▶ [CHALLENGE]:
Report only how many lines in the data below contain the string "steel", treating uppercase and lowercase as different.

(Point annotations for photos)
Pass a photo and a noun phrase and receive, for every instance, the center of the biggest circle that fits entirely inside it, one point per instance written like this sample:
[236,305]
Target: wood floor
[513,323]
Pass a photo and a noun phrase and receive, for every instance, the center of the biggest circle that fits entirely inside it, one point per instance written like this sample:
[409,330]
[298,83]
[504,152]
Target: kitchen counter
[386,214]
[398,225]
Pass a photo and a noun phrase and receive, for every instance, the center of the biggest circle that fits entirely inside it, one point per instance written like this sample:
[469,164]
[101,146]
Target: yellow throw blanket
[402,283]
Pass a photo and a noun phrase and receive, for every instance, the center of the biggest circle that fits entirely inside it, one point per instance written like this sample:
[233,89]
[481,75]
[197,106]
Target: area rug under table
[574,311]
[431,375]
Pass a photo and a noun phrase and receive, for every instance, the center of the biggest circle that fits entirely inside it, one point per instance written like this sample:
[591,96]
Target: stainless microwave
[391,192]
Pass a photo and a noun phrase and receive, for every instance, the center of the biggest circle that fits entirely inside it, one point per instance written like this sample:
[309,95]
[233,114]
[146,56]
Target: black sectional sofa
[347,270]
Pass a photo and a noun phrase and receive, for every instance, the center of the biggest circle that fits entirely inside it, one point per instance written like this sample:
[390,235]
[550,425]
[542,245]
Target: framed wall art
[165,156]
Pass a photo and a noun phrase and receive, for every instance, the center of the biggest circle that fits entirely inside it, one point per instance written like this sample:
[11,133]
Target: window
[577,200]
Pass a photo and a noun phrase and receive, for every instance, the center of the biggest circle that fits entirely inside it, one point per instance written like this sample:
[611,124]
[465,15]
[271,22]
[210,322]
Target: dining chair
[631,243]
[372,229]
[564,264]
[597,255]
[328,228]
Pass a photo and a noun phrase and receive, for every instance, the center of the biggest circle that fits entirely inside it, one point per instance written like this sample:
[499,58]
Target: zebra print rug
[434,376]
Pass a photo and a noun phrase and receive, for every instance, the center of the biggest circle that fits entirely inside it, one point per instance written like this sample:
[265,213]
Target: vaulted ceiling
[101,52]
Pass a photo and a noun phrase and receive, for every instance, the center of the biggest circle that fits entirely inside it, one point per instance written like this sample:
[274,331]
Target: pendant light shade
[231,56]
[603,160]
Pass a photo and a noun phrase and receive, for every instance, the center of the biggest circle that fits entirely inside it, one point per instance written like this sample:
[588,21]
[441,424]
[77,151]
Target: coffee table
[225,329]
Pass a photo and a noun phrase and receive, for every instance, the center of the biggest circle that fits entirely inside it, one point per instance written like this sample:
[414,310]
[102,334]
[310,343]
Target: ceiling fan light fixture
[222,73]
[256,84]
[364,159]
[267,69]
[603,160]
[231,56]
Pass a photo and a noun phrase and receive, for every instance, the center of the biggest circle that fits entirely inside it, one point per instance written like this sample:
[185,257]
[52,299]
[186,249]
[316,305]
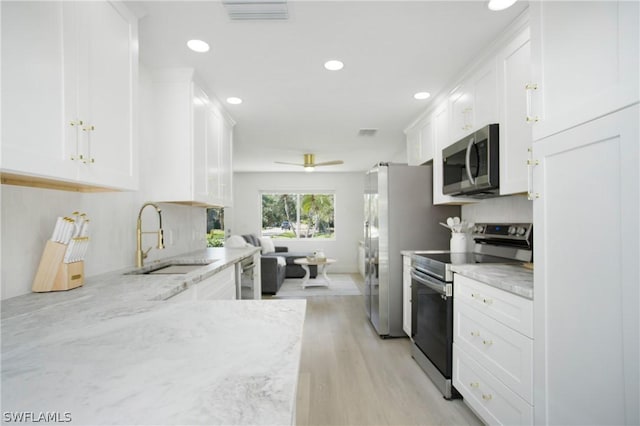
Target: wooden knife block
[55,275]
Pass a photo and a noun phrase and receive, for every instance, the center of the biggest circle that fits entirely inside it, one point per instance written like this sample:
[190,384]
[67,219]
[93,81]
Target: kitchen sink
[172,268]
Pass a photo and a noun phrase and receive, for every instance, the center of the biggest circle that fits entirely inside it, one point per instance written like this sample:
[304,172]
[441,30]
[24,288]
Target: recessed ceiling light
[333,65]
[198,46]
[500,4]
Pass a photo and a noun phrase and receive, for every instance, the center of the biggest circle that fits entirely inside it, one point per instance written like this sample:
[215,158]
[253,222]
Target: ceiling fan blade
[330,163]
[289,164]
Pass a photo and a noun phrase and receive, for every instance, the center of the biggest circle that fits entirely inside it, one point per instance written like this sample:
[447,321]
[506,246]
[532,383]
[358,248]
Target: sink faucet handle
[146,253]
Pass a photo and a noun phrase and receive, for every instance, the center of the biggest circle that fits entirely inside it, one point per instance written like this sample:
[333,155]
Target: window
[215,227]
[298,215]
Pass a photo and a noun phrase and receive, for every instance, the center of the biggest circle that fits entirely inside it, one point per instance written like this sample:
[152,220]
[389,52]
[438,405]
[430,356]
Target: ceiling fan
[310,164]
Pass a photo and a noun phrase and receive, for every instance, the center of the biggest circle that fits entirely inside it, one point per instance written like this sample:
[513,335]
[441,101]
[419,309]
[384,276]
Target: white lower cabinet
[493,352]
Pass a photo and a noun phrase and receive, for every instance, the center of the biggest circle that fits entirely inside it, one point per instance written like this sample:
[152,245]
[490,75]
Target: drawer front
[505,353]
[220,286]
[511,310]
[490,399]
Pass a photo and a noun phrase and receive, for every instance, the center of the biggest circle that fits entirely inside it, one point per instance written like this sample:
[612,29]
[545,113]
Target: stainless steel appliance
[471,167]
[399,215]
[432,293]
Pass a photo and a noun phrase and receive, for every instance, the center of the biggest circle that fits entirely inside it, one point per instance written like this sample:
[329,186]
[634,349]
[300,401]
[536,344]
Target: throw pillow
[236,241]
[267,245]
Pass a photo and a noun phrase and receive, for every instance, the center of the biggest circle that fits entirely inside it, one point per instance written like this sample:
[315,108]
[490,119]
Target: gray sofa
[273,273]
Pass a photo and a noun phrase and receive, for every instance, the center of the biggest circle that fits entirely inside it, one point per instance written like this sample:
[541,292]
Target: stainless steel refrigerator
[399,215]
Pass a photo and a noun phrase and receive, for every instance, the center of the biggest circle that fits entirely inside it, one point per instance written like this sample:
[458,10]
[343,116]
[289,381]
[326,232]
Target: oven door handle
[442,288]
[467,161]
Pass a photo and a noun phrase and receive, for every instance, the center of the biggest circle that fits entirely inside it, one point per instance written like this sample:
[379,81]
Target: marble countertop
[515,279]
[113,352]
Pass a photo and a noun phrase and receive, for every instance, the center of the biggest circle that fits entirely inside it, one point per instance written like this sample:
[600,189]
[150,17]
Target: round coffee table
[322,265]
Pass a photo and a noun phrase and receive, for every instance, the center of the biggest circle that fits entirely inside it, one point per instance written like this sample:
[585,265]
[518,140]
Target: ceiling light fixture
[333,65]
[500,4]
[198,46]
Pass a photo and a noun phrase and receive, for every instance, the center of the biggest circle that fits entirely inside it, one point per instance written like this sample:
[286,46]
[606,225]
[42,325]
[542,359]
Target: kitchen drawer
[495,403]
[511,310]
[505,353]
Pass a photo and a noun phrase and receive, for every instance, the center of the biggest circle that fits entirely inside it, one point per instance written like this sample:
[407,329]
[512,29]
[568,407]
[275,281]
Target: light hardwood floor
[350,376]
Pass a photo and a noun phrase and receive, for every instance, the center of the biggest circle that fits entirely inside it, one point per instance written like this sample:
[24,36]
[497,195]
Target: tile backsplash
[29,215]
[514,208]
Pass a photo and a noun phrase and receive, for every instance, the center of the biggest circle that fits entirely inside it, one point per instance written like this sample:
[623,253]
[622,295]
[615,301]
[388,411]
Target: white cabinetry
[585,61]
[514,74]
[493,352]
[406,294]
[190,160]
[69,79]
[474,103]
[587,272]
[420,142]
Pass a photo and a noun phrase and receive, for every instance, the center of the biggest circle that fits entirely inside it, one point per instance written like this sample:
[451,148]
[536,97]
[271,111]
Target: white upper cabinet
[191,143]
[514,73]
[585,61]
[69,78]
[474,103]
[420,142]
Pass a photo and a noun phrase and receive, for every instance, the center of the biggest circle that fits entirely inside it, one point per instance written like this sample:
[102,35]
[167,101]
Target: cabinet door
[485,96]
[413,145]
[214,138]
[426,140]
[33,91]
[514,64]
[200,148]
[107,77]
[226,158]
[461,107]
[406,294]
[586,273]
[585,61]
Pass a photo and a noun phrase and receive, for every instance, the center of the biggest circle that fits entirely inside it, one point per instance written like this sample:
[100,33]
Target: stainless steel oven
[471,167]
[432,294]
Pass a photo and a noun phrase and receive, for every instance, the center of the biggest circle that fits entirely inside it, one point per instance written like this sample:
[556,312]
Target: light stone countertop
[113,352]
[515,279]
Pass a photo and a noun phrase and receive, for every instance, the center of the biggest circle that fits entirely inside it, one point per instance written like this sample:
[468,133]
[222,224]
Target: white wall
[514,208]
[348,189]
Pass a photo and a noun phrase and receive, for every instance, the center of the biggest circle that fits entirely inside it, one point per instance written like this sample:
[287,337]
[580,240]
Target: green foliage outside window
[298,215]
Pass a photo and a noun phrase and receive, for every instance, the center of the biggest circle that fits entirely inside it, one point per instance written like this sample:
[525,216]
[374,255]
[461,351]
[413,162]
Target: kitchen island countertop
[114,352]
[515,279]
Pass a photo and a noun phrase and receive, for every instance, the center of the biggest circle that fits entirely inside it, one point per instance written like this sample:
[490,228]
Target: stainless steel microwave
[471,165]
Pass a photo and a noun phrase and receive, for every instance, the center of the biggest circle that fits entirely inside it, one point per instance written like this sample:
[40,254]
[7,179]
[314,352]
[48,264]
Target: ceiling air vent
[254,10]
[367,132]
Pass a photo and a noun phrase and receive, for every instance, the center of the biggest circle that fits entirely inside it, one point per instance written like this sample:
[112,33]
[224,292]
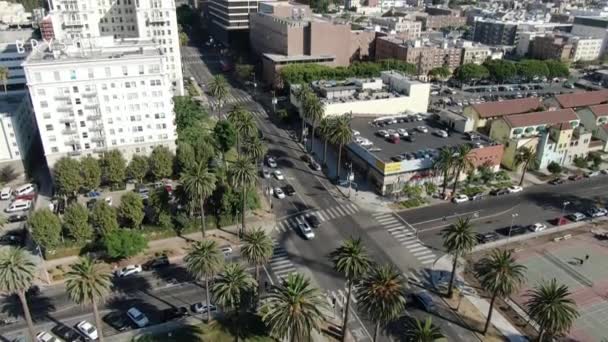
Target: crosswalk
[406,237]
[323,216]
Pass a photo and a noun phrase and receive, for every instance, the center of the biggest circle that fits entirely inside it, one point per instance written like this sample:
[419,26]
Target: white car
[44,336]
[137,317]
[279,193]
[460,198]
[538,227]
[515,189]
[129,270]
[88,330]
[306,230]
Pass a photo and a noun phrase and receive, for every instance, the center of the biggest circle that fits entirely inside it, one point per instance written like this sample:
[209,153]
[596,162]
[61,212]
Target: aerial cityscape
[303,170]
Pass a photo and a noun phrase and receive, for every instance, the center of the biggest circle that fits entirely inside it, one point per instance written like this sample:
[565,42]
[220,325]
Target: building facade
[102,96]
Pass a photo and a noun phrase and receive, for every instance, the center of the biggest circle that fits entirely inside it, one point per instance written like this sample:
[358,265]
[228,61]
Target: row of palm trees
[549,304]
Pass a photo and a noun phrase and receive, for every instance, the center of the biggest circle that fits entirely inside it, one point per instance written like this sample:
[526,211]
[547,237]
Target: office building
[102,95]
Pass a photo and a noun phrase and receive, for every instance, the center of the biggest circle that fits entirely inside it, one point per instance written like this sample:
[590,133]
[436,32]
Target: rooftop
[582,99]
[541,118]
[507,107]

▶ [RESPONSE]:
4